** Exercise description **
Where a record holds a picture, leave the picture out; otherwise repeat every record exactly.

** The records **
>>>>

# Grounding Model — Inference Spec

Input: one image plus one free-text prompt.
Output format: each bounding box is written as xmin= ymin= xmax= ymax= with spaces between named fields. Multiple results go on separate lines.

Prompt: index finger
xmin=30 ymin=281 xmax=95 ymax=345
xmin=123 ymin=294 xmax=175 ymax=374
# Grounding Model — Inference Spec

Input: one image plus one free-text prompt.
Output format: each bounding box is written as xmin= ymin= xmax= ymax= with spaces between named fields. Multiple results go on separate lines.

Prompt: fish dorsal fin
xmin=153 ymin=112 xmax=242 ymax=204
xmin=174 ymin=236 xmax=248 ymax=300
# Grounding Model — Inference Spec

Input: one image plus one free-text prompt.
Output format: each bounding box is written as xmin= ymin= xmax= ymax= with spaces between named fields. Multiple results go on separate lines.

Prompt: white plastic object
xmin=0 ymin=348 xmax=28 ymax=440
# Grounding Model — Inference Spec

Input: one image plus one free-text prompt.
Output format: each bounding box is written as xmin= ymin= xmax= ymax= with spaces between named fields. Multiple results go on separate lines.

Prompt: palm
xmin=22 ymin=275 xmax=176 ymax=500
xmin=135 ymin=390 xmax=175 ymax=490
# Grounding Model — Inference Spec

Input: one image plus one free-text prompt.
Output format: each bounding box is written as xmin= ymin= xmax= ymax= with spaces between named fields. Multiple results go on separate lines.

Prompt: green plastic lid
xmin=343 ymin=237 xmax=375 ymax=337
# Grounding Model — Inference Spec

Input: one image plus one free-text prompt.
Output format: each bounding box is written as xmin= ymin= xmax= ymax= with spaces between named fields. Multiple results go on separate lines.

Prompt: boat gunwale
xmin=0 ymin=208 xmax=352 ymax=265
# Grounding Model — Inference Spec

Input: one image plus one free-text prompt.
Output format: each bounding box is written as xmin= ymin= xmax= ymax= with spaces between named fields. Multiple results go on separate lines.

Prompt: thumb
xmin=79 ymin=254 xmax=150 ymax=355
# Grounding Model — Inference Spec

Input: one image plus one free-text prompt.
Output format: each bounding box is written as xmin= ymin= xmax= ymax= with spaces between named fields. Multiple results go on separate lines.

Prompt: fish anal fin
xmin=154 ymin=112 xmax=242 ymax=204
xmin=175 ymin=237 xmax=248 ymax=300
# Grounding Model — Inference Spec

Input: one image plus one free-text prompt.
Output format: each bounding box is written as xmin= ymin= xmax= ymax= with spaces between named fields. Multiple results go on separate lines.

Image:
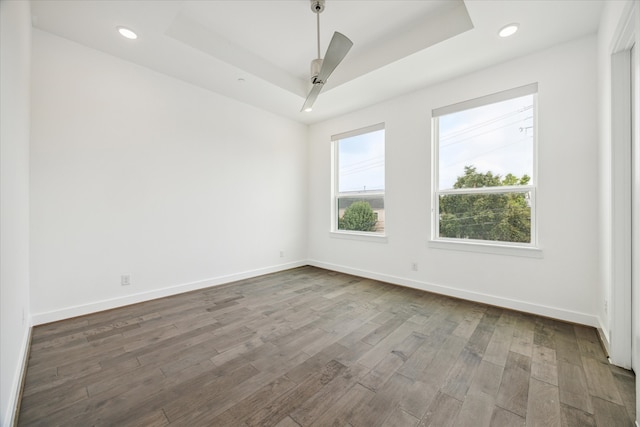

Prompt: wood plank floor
xmin=18 ymin=266 xmax=635 ymax=426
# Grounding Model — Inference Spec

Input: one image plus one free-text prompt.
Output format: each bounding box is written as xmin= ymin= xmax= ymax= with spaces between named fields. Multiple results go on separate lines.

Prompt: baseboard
xmin=31 ymin=261 xmax=306 ymax=325
xmin=32 ymin=259 xmax=602 ymax=328
xmin=4 ymin=322 xmax=32 ymax=427
xmin=308 ymin=260 xmax=601 ymax=328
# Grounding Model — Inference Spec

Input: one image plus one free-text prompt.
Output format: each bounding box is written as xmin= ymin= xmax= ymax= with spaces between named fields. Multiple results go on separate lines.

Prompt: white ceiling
xmin=30 ymin=0 xmax=604 ymax=125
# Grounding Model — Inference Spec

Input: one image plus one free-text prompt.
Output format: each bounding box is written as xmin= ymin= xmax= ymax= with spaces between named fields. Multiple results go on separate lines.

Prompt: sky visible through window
xmin=438 ymin=94 xmax=534 ymax=190
xmin=338 ymin=129 xmax=385 ymax=193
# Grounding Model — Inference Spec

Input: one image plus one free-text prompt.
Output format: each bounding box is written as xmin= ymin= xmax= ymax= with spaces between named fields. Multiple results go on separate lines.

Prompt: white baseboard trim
xmin=29 ymin=259 xmax=602 ymax=329
xmin=4 ymin=322 xmax=32 ymax=427
xmin=31 ymin=261 xmax=306 ymax=325
xmin=308 ymin=260 xmax=600 ymax=328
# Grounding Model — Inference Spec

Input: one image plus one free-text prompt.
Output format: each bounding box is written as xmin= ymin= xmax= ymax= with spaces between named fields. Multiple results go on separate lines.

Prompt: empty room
xmin=1 ymin=0 xmax=639 ymax=426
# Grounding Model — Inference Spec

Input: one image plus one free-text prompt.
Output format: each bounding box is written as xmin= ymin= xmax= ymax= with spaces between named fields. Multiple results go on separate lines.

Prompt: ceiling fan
xmin=301 ymin=0 xmax=353 ymax=112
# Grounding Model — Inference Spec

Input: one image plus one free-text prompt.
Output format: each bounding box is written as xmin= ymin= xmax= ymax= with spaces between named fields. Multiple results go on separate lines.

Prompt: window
xmin=333 ymin=123 xmax=385 ymax=235
xmin=433 ymin=84 xmax=537 ymax=246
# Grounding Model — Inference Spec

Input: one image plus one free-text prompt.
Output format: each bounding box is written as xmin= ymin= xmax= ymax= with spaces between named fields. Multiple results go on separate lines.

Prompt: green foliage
xmin=440 ymin=166 xmax=531 ymax=243
xmin=339 ymin=201 xmax=377 ymax=232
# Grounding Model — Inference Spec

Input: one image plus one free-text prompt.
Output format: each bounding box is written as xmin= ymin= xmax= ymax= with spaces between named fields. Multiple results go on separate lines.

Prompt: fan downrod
xmin=302 ymin=0 xmax=352 ymax=112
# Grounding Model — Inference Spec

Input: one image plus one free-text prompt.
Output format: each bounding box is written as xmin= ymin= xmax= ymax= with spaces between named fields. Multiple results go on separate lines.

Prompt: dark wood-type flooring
xmin=18 ymin=266 xmax=635 ymax=426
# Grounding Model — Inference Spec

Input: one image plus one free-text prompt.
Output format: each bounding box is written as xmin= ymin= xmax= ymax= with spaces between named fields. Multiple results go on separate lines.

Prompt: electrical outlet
xmin=411 ymin=262 xmax=418 ymax=271
xmin=604 ymin=300 xmax=608 ymax=314
xmin=121 ymin=275 xmax=131 ymax=286
xmin=280 ymin=251 xmax=284 ymax=258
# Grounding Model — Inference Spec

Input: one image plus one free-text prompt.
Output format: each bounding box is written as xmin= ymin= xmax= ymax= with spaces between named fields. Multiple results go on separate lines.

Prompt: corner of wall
xmin=0 ymin=0 xmax=32 ymax=425
xmin=596 ymin=315 xmax=611 ymax=357
xmin=3 ymin=325 xmax=32 ymax=427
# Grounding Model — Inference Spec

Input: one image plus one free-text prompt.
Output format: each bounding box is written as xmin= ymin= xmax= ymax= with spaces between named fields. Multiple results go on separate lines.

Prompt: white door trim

<<<<

** Response to this exercise **
# Grounding Model — Inference Spec

Input: one image plus one free-text prompt.
Output format: each bounding box is written as xmin= ymin= xmax= ymax= with spaces between named fields. Multiple results go on separate lines.

Prompt: index finger
xmin=30 ymin=281 xmax=95 ymax=345
xmin=123 ymin=294 xmax=175 ymax=374
# Grounding Model — Inference Spec

Input: one image plus one free-text prompt.
Output format: each bounding box is written as xmin= ymin= xmax= ymax= with spaces between named fields. Multiple results go on separate lines.

Prompt: fish dorsal fin
xmin=153 ymin=112 xmax=242 ymax=204
xmin=174 ymin=236 xmax=248 ymax=300
# Grounding Model — Inference Spec

Input: one image plus one free-text prompt.
Output format: each bounding box is written as xmin= ymin= xmax= ymax= with spaces between named fields. Multiple results go on separate lines.

Prompt: white plastic object
xmin=0 ymin=348 xmax=28 ymax=440
# Grounding Model — Inference Spec

Input: one image plus one free-text prompt.
Output format: each bounding box is written as xmin= ymin= xmax= ymax= with spaces between named fields. Multiple results go on separate lines.

Prompt: palm
xmin=22 ymin=275 xmax=176 ymax=500
xmin=135 ymin=390 xmax=175 ymax=490
# Grounding Model — Inference Spec

Input: one image plus one free-text prompt.
Output format: each bounding box is written as xmin= ymin= xmax= ymax= with spaces between named fields. Multiple results go on separate lines.

Prompt: green plastic lid
xmin=343 ymin=237 xmax=375 ymax=337
# Grounding Model — Inference Spec

Input: one image plus one free-text prompt.
Output format: each bounding box is written as xmin= ymin= xmax= ymax= with spaces between named fields. Multiple results go on separate lines.

Prompt: boat gunwale
xmin=0 ymin=208 xmax=352 ymax=265
# Grounding Model — Inference Spec

Input: one image plus one free-text prompt.
Output format: each bounding box is written as xmin= ymin= xmax= ymax= with spaces between named fields. Multiple results go on separate lines.

Prompt: thumb
xmin=79 ymin=254 xmax=150 ymax=355
# Grounding Model — Inference Spec

Input: one image plus one free-text prompt.
Output format: each bounding box is written as xmin= ymin= xmax= ymax= with spaces between named fields. Multiple results go on separate lines.

Prompt: fish anal fin
xmin=154 ymin=112 xmax=242 ymax=204
xmin=175 ymin=237 xmax=248 ymax=300
# Grounding Model — Inference Spec

Input: one image plus one free-text prompt.
Output format: each bounding box is written as xmin= ymin= xmax= ymax= with spaces between named fields. Multiple results go on separate lines.

Image:

Prompt: wood plank floor
xmin=18 ymin=266 xmax=635 ymax=426
# Grounding Model — Inference Spec

Input: one image plus one free-text prompt.
Output format: each bounding box is written as xmin= ymin= xmax= ymax= with spaces between named fields. Multiple results go on separate lines.

Prompt: baseboard
xmin=31 ymin=261 xmax=306 ymax=325
xmin=32 ymin=259 xmax=602 ymax=328
xmin=4 ymin=322 xmax=32 ymax=427
xmin=308 ymin=260 xmax=601 ymax=328
# Grounding Model — Inference Spec

Input: one image plus one free-text prompt.
Output format: each bounding box is written as xmin= ymin= xmax= ymax= with spaces between named fields. Multiple results go on separate lines.

Prompt: white ceiling
xmin=30 ymin=0 xmax=604 ymax=125
# Grounding Model — Inference Spec

Input: one image plus one free-text prompt.
Output format: each bounding box is written as xmin= ymin= xmax= ymax= with spaces between named fields. Multiple results go on separate lines.

Prompt: sky visible through window
xmin=438 ymin=94 xmax=534 ymax=190
xmin=338 ymin=129 xmax=385 ymax=193
# Grounding Model — Inference Spec

Input: one image plus one free-text prompt.
Output format: each bounding box is written as xmin= ymin= xmax= ymax= with spaces between named fields. Multiple results go on separate lines.

Prompt: white baseboard trim
xmin=29 ymin=259 xmax=602 ymax=329
xmin=4 ymin=322 xmax=32 ymax=427
xmin=31 ymin=261 xmax=306 ymax=325
xmin=308 ymin=260 xmax=600 ymax=328
# Grounding Model — Inference Spec

Input: one image plus one free-text prompt.
Output format: each bounding box is written as xmin= ymin= xmax= ymax= with spaces between named fields. Multiple results go on separate lines.

Prompt: empty room
xmin=1 ymin=0 xmax=639 ymax=426
# Grounding Model — Inference Spec

Input: one image plus one free-text prompt.
Output format: each bounding box is written as xmin= ymin= xmax= ymax= with spaces between named fields. Multiple results go on separate lines.

Prompt: ceiling fan
xmin=301 ymin=0 xmax=353 ymax=112
# Grounding Model — Inference Spec

Input: one image plus one free-text prompt.
Output format: each bounding box is written as xmin= ymin= xmax= ymax= with spaces between named fields. Multiple results go on separate lines.

Prompt: window
xmin=333 ymin=123 xmax=385 ymax=235
xmin=433 ymin=84 xmax=537 ymax=246
# Grounding Model — Inference Spec

Input: one image plus one free-text prompt.
Output format: each bounding box is written as xmin= ymin= xmax= ymax= with spaces between named fields. Multiple results go on separate lines.

Prompt: green foliage
xmin=440 ymin=166 xmax=531 ymax=243
xmin=339 ymin=201 xmax=377 ymax=232
# Grounding Model — Inference Spec

Input: one image plus one free-text prompt.
Output format: each bounding box is written as xmin= ymin= xmax= ymax= with spaces between named fields. Multiple results go on separate lines.

Prompt: fan downrod
xmin=302 ymin=0 xmax=352 ymax=112
# Grounding Model — Inference Spec

Input: one image plus one free-text prompt.
Output format: each bounding box is written as xmin= ymin= xmax= ymax= with spaces between named fields. Multiple results go on separate lines.

Prompt: dark wood-type flooring
xmin=18 ymin=266 xmax=635 ymax=426
# Grounding Model — Inference Spec

Input: one image plus one free-text prompt.
Output format: each bounding box is written as xmin= ymin= xmax= ymax= with spaces between named fields. Multiple results go on separate lines.

Prompt: electrical outlet
xmin=411 ymin=262 xmax=418 ymax=271
xmin=604 ymin=300 xmax=608 ymax=314
xmin=121 ymin=275 xmax=131 ymax=286
xmin=280 ymin=251 xmax=284 ymax=258
# Grounding Model — Inference Spec

Input: one image plus one free-text prompt.
Output format: each bounding box is written as xmin= ymin= xmax= ymax= with spaces between named fields. Multiple results go on separate lines.

Prompt: corner of wall
xmin=0 ymin=0 xmax=32 ymax=425
xmin=596 ymin=315 xmax=611 ymax=357
xmin=3 ymin=325 xmax=32 ymax=427
# Grounding Model — Inference Spec

Input: one image plus one free-text prompt.
Output format: each bounding box is written as xmin= ymin= xmax= ymax= with spaces between named fields. Multiple results go on separate lines.

Prompt: white door trim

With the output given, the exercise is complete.